BEGIN Given data

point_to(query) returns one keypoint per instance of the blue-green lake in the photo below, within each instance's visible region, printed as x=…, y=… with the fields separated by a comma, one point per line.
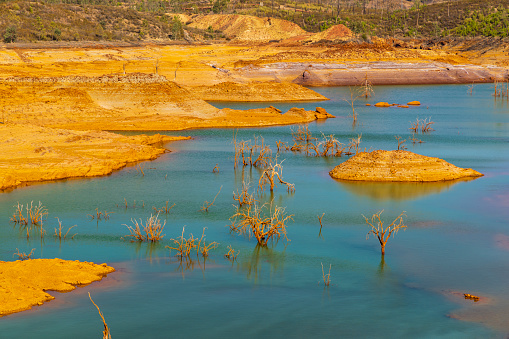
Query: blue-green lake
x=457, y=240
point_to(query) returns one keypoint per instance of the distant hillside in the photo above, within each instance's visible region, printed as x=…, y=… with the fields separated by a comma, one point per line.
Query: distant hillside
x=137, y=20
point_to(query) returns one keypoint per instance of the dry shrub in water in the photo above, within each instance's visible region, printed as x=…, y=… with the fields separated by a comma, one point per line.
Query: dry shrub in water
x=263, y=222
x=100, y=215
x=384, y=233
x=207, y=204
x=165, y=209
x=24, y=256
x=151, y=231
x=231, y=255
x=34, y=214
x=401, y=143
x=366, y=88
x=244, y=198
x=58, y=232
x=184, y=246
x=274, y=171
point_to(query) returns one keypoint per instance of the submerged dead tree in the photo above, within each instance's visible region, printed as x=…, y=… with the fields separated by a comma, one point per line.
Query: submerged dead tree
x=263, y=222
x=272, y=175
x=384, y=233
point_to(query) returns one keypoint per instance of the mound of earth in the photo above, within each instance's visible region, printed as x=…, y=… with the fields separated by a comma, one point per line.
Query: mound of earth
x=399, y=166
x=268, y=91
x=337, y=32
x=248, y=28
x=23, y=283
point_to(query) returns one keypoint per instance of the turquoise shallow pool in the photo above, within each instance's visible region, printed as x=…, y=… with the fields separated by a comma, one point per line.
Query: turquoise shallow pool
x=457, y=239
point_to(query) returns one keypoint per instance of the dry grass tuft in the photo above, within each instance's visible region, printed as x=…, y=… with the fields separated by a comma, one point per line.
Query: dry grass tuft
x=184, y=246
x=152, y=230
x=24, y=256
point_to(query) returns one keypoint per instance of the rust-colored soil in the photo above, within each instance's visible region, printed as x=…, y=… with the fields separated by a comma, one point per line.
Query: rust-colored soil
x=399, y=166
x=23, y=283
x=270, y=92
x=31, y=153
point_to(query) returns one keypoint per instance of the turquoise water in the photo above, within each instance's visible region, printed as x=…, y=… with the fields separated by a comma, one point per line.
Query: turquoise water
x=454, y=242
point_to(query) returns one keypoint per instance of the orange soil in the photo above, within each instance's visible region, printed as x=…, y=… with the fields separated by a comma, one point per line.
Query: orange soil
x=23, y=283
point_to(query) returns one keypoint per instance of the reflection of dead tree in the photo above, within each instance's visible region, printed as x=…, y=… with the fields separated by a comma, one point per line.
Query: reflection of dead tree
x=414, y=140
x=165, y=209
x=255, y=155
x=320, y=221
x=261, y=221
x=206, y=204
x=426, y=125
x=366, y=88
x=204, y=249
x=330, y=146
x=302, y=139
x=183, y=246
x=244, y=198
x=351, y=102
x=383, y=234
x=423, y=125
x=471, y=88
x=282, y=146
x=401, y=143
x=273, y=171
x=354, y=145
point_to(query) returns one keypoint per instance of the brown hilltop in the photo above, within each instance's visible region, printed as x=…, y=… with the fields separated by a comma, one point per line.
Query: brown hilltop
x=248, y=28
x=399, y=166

END Given data

Every line from the one with "point_to(query) returns one keypoint per instance of the brown" through the last line of the records above should be returned exactly, please, and no others.

• _Result of this task_
point_to(query) returns one keypoint per instance of the brown hilltop in the photo above, within each instance's visible region, printed as x=…, y=… with the fields separated by a comma, one point per line.
Query: brown hilltop
x=248, y=28
x=399, y=166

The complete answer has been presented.